▶ [Task statement] Rewrite the entries below, putting "photo" wherever "satellite tile" appears and leaving every other word untouched.

** BEGIN Task material **

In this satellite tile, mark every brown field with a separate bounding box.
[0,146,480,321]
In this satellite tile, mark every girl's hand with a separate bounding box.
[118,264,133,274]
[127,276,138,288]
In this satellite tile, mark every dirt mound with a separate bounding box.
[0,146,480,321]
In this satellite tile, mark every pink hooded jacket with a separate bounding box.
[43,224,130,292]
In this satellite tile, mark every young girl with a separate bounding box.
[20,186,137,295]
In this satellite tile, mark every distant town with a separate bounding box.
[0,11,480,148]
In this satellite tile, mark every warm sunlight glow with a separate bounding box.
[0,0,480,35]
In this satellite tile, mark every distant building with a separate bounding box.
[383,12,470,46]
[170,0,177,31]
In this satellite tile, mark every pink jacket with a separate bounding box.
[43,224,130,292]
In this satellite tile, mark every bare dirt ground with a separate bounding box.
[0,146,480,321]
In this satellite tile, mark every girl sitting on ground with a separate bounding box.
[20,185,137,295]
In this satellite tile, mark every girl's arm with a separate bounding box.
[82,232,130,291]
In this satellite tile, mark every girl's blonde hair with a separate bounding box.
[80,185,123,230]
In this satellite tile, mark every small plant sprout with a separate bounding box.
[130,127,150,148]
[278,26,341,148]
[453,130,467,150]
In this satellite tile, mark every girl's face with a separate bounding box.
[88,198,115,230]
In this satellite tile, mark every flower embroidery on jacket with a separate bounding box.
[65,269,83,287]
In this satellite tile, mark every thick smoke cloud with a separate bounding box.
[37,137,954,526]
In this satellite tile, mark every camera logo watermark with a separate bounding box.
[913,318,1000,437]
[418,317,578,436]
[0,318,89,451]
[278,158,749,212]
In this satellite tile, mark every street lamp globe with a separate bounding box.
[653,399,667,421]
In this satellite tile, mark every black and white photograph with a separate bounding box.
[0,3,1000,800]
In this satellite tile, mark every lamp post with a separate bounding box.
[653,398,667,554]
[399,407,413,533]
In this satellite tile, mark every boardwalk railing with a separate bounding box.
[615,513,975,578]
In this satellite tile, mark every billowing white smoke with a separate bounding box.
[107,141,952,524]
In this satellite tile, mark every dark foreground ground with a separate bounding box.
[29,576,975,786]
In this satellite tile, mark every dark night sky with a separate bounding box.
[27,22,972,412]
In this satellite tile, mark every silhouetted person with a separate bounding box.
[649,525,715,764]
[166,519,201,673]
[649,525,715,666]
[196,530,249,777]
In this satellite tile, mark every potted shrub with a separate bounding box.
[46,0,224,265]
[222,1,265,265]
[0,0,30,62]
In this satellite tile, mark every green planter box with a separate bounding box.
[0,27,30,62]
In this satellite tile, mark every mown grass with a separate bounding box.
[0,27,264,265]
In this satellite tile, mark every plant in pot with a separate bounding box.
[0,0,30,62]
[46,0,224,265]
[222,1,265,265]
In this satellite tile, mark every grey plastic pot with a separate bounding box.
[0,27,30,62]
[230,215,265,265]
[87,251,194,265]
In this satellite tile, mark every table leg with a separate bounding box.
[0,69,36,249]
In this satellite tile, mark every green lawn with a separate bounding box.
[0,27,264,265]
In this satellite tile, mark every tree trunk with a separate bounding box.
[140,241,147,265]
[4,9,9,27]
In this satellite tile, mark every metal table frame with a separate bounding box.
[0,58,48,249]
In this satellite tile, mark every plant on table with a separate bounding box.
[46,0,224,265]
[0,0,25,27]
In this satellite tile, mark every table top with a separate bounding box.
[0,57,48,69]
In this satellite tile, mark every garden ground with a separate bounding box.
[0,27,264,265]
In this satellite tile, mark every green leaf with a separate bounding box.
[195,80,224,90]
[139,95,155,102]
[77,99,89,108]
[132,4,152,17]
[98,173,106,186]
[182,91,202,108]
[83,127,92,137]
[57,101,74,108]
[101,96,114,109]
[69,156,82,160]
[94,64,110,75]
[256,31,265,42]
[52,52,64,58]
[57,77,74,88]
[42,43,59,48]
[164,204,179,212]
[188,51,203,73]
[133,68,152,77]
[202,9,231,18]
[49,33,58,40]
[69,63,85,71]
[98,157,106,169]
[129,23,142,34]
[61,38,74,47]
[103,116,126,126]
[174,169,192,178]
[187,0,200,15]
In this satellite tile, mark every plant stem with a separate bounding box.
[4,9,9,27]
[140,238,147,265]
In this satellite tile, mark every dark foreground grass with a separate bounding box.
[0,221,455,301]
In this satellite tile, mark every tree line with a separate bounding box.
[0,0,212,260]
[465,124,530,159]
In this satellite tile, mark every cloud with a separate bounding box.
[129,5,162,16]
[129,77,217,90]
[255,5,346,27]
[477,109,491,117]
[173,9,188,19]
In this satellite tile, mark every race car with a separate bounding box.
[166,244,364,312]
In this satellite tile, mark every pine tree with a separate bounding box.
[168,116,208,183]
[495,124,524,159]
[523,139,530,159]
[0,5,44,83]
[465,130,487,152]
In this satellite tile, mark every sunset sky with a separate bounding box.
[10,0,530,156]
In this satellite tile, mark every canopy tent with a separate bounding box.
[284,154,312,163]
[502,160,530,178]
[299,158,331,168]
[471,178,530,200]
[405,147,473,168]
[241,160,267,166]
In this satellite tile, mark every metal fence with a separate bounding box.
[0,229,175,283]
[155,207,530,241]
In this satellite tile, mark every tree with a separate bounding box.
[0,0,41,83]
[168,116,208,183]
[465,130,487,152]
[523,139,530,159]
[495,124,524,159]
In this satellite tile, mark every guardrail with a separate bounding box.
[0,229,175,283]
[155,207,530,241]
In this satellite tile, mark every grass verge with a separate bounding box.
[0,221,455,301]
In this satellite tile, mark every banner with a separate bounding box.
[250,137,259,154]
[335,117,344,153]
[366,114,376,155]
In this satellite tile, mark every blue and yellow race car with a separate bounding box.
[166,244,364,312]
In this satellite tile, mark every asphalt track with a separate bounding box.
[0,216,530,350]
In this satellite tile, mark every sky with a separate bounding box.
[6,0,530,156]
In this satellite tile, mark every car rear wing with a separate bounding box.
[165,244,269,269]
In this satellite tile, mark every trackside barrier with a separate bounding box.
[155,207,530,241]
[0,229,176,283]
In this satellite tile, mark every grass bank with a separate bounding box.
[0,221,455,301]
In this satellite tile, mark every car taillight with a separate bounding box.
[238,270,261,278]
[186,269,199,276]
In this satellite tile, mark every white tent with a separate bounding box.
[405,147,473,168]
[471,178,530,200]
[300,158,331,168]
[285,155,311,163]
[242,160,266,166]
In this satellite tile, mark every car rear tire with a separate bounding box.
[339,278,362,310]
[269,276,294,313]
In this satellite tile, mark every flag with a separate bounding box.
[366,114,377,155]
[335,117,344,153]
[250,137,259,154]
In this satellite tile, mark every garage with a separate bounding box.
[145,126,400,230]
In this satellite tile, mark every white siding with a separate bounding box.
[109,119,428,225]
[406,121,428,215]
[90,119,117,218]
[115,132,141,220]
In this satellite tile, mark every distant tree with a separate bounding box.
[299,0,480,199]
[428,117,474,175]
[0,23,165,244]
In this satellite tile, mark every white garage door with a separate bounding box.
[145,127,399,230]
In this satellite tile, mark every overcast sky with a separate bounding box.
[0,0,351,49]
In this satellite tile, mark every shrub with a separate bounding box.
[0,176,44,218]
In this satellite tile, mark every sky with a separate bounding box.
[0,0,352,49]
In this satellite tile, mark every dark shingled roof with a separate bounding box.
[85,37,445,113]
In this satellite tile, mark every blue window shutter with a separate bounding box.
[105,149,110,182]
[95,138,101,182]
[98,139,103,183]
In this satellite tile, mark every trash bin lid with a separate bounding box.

** END Task material **

▶ [Output]
In this photo, mark every brown field with a separate bounding box.
[0,146,480,321]
In this photo, mark every girl's hand with a separate bounding box.
[118,264,133,274]
[127,276,138,288]
In this photo, mark every dirt mound with a separate bounding box.
[0,146,480,321]
In this photo, mark every pink hooded jacket with a separate bounding box.
[43,224,130,292]
In this photo, mark every young girl with a separate bounding box.
[20,186,137,295]
In this photo, mark every distant town with a separate bounding box.
[0,11,480,148]
In this photo, mark every warm sunlight glow with a separate bounding box.
[0,0,480,35]
In this photo, mark every distant building with a separate bounding box.
[383,12,470,46]
[170,0,177,31]
In this photo, mark every pink jacket with a separate bounding box.
[43,224,130,292]
In this photo, mark every bare dirt ground with a separate bounding box.
[0,146,480,321]
In this photo, mark every girl sitting on ground with a separate bounding box.
[20,185,137,295]
In this photo, mark every girl's arm with a separate bounding box.
[82,232,130,291]
In this photo, mark every girl's blonde hair with a separate bounding box.
[80,185,123,230]
In this photo, mark every small plant sprout with a separate bounding box.
[130,127,150,148]
[278,26,341,148]
[453,130,467,150]
In this photo, mark every girl's face with a separate bounding box.
[88,198,115,230]
In this photo, mark every flower embroidery on jacket with a separate bounding box.
[65,269,83,287]
In this photo, mark every thick smoke cloud with a separate bounding box.
[37,137,954,526]
In this photo, mark every camera logo watermark with a separate bounding box.
[913,318,1000,437]
[418,317,578,436]
[0,318,89,451]
[278,158,749,212]
In this photo, mark every street lamp globe with a separate bounding box.
[653,399,667,421]
In this photo, mark every black and white photograph with a separate bounding box.
[0,3,1000,800]
In this photo, mark every lamp post with a separate bounding box.
[653,398,667,554]
[399,407,413,533]
In this photo, mark every boardwalk railing with a separate bounding box.
[615,513,975,578]
In this photo, mark every billowing white smoke with a separate bounding box.
[107,141,952,524]
In this photo, mark every dark foreground ground with a separate bounding box.
[29,576,975,786]
In this photo, mark every dark night sky with a separate bounding box.
[27,22,972,412]
In this photo, mark every silhouetted person with a separate bounding box.
[649,525,715,764]
[166,519,201,673]
[649,525,715,666]
[196,530,249,777]
In this photo, mark every potted shrub with a separate bounding box.
[46,0,224,265]
[222,1,265,265]
[0,0,30,62]
In this photo, mark every green planter box with a separate bounding box.
[0,27,30,62]
In this photo, mark every mown grass with a separate bounding box.
[0,27,264,265]
In this photo, mark every plant in pot with a separate bounding box.
[0,0,30,62]
[46,0,224,265]
[222,1,265,265]
In this photo, mark every grey plastic pot with a separate bounding box.
[0,27,30,62]
[230,215,265,265]
[87,251,194,265]
In this photo, mark every table leg with a separate bounding box.
[0,69,36,249]
In this photo, mark every green lawn with a separate bounding box.
[0,27,264,265]
In this photo, mark every tree trunk with a separate bounding box.
[140,241,147,265]
[4,9,9,27]
In this photo, mark every metal table frame with a separate bounding box.
[0,58,48,249]
In this photo, mark every plant on table with a separate bounding box.
[46,0,224,265]
[0,0,25,27]
In this photo, mark every table top with a separate bounding box.
[0,57,48,69]
In this photo, mark every garden ground with a separate bounding box.
[0,27,264,265]
In this photo, mark every green leaf with a separate bounding box.
[195,80,224,90]
[139,95,155,102]
[77,99,89,108]
[132,4,152,17]
[98,173,106,186]
[182,91,202,108]
[83,127,92,137]
[57,101,74,108]
[101,96,114,109]
[69,156,82,160]
[94,64,110,75]
[256,31,265,42]
[52,52,64,58]
[57,77,74,88]
[42,43,59,48]
[164,204,179,212]
[188,51,203,73]
[133,68,152,77]
[202,9,231,18]
[49,33,58,40]
[69,63,85,71]
[98,157,106,169]
[129,23,142,34]
[61,38,74,47]
[103,116,126,126]
[174,169,192,178]
[187,0,200,15]
In this photo, mark every plant stem with a separate bounding box.
[4,9,9,27]
[140,238,147,265]
In this photo, mark every dark foreground grass with a separate bounding box.
[0,221,455,301]
In this photo, mark every tree line with a separate bounding box.
[0,0,212,260]
[465,124,530,159]
In this photo, mark every cloud with a separate bounding box.
[129,5,162,16]
[129,77,217,90]
[255,5,346,27]
[477,109,491,117]
[173,9,188,19]
In this photo, mark every race car with a separate bounding box.
[166,244,364,312]
In this photo, mark every pine tree with a separate bounding box.
[168,116,208,183]
[495,124,524,159]
[523,139,530,159]
[0,5,44,83]
[465,130,487,152]
In this photo, mark every sunset sky with a separate bounding box.
[10,0,530,156]
In this photo, mark every canopy tent with a separate bounding box.
[284,154,312,163]
[502,160,530,178]
[299,158,331,168]
[471,178,530,200]
[405,147,473,168]
[241,160,267,166]
In this photo, mark every metal fence with a separate bounding box.
[0,229,175,283]
[155,207,530,241]
In this photo, mark every tree with a separate bounding box.
[0,0,41,83]
[168,116,208,183]
[465,130,487,152]
[523,139,530,159]
[495,124,524,159]
In this photo, mark every guardrail with a separate bounding box.
[0,229,175,283]
[155,207,530,241]
In this photo, mark every grass verge with a separate bounding box.
[0,221,455,301]
In this photo, mark every banner with a separate bounding box.
[250,137,259,154]
[335,117,344,153]
[366,114,376,155]
In this photo, mark every blue and yellow race car with a separate bounding box.
[166,244,364,312]
In this photo, mark every asphalt track with a separate bounding box.
[0,216,530,350]
In this photo, mark every sky with a separate bounding box.
[6,0,530,156]
In this photo, mark every car rear wing with a separate bounding box.
[165,244,269,269]
In this photo, mark every trackside barrier with a separate bounding box.
[155,207,530,241]
[0,229,176,283]
In this photo, mark every grass bank with a separate bounding box.
[0,221,455,301]
In this photo, mark every car taillight with a separate bounding box.
[238,270,261,278]
[186,269,199,276]
In this photo, mark every white tent with a separate bounding box.
[405,147,473,168]
[471,178,530,200]
[300,158,331,168]
[285,155,311,163]
[242,160,266,166]
In this photo, mark every car rear tire with a separate bounding box.
[339,278,362,310]
[269,276,294,313]
In this photo, mark every flag with a separate bounding box.
[366,114,377,155]
[335,117,344,153]
[250,137,259,154]
In this photo, mark every garage with a separate bounding box.
[145,126,400,230]
In this photo, mark every white siding with a separate bounding box.
[109,119,428,225]
[406,121,428,215]
[90,119,117,218]
[115,132,141,220]
In this photo, mark every distant tree with a separate bounding box.
[299,0,480,199]
[428,117,474,175]
[0,23,165,244]
In this photo, mark every white garage door with a separate bounding box.
[145,127,399,230]
In this photo, mark every overcast sky with a separate bounding box.
[0,0,351,49]
In this photo, mark every shrub with a separate bounding box.
[0,176,44,218]
In this photo, mark every sky with a separate bounding box.
[0,0,352,49]
In this photo, mark every dark shingled roof with a separate bounding box.
[85,37,445,113]
In this photo, mark every blue window shutter with a separate bounding box.
[105,149,110,182]
[95,138,101,182]
[98,139,103,183]
In this photo, mark every trash bin lid with a separate bounding box.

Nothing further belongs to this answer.